_Exercise input_:

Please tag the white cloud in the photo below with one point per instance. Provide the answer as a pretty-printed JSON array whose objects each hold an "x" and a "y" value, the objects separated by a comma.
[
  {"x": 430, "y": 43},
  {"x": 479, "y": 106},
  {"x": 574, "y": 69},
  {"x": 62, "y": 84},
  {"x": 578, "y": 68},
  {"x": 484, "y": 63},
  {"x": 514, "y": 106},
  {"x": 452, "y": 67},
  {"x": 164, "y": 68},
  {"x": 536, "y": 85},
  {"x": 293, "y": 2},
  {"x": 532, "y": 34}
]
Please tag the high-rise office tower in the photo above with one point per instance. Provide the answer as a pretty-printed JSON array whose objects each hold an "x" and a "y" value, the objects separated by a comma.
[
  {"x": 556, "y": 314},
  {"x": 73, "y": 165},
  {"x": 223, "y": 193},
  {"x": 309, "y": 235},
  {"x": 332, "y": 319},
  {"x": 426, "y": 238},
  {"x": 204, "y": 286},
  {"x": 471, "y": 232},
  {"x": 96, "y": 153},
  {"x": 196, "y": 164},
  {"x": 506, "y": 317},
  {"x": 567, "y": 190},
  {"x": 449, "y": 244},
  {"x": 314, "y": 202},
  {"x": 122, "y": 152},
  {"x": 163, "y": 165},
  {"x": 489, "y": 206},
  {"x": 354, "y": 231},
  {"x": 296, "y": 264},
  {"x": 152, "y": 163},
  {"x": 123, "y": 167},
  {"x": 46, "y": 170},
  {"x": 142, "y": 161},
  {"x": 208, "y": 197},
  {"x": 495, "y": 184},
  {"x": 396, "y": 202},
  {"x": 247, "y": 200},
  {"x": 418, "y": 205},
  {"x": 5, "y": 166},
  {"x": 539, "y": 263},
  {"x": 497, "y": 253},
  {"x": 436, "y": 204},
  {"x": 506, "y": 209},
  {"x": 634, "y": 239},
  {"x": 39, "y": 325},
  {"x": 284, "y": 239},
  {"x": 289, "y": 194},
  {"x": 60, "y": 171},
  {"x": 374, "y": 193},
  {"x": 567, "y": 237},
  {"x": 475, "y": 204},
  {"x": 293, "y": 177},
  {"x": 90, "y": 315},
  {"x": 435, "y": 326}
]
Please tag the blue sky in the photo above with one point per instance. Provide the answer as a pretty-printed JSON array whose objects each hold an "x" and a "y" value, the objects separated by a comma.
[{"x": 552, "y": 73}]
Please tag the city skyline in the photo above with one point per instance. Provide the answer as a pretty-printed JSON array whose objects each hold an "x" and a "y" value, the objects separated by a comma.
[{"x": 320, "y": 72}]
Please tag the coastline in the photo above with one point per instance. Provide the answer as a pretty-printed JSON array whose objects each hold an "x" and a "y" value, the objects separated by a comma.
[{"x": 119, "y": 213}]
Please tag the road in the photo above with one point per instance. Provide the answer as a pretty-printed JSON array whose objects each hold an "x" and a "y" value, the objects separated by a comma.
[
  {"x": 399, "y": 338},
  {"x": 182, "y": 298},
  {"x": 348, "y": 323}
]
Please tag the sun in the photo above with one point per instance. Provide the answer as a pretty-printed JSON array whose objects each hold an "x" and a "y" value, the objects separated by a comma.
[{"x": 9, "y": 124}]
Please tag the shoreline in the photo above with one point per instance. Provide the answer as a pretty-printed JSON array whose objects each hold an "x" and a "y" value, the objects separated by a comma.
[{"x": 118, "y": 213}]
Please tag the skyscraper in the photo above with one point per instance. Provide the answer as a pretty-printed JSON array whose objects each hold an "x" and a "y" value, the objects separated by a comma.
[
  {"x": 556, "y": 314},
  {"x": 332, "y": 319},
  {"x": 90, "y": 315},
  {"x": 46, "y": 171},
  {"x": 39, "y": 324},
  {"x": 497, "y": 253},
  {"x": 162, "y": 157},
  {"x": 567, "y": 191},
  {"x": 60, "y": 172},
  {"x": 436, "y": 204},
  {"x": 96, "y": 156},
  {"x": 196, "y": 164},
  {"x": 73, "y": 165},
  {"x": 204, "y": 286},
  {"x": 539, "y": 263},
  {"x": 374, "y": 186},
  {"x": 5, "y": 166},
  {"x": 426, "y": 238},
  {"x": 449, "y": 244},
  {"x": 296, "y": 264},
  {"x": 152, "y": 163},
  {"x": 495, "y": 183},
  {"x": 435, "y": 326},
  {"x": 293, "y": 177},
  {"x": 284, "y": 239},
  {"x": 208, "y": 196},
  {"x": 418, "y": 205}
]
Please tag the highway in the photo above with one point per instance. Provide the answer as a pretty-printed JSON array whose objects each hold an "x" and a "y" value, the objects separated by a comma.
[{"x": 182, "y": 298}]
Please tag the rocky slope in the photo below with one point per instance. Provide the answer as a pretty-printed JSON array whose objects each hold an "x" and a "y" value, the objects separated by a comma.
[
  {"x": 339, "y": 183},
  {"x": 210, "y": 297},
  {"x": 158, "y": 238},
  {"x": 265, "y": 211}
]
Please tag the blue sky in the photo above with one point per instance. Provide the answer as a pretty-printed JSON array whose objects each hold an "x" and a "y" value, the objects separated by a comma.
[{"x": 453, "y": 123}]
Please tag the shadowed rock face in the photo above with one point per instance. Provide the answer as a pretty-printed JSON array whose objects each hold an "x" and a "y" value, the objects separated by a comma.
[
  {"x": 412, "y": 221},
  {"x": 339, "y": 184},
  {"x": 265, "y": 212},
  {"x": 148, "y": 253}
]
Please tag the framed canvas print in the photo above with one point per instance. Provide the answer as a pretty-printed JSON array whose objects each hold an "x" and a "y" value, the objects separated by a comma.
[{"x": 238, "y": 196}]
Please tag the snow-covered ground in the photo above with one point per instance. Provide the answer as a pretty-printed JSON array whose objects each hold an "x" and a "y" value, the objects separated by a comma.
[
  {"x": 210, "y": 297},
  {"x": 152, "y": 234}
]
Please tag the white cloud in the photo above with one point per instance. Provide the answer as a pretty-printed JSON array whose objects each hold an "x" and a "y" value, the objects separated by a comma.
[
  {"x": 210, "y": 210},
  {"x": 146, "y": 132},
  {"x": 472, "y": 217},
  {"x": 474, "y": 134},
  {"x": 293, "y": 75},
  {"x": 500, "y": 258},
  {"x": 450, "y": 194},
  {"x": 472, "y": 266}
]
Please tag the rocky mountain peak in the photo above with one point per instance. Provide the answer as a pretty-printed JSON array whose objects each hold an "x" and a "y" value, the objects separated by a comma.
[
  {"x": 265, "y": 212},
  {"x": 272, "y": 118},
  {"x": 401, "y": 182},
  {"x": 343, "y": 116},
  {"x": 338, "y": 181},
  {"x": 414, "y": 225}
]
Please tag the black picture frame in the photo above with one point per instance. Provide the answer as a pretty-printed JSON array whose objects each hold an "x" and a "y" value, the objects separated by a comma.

_The task_: Rewrite the listing lines from the one containing "Please tag the rocky mountain" through the end of the listing, inclusive, shifting every x and y coordinate up by 50. Leave all other text unchanged.

_Worked answer_:
Please tag the rocky mountain peak in the photo above with one point per instance. Provide the answer as a pretty-printed JSON array whose objects each hold an "x" and a "y" value, the objects separated by a comma.
[
  {"x": 315, "y": 262},
  {"x": 322, "y": 168},
  {"x": 451, "y": 232},
  {"x": 393, "y": 166},
  {"x": 388, "y": 231},
  {"x": 464, "y": 275}
]
Please tag the black picture frame in the photo above with one point per instance. Provide the answer as a pretty-printed JSON array whose objects each hold an "x" and a "y" value, the objects separated by a comma.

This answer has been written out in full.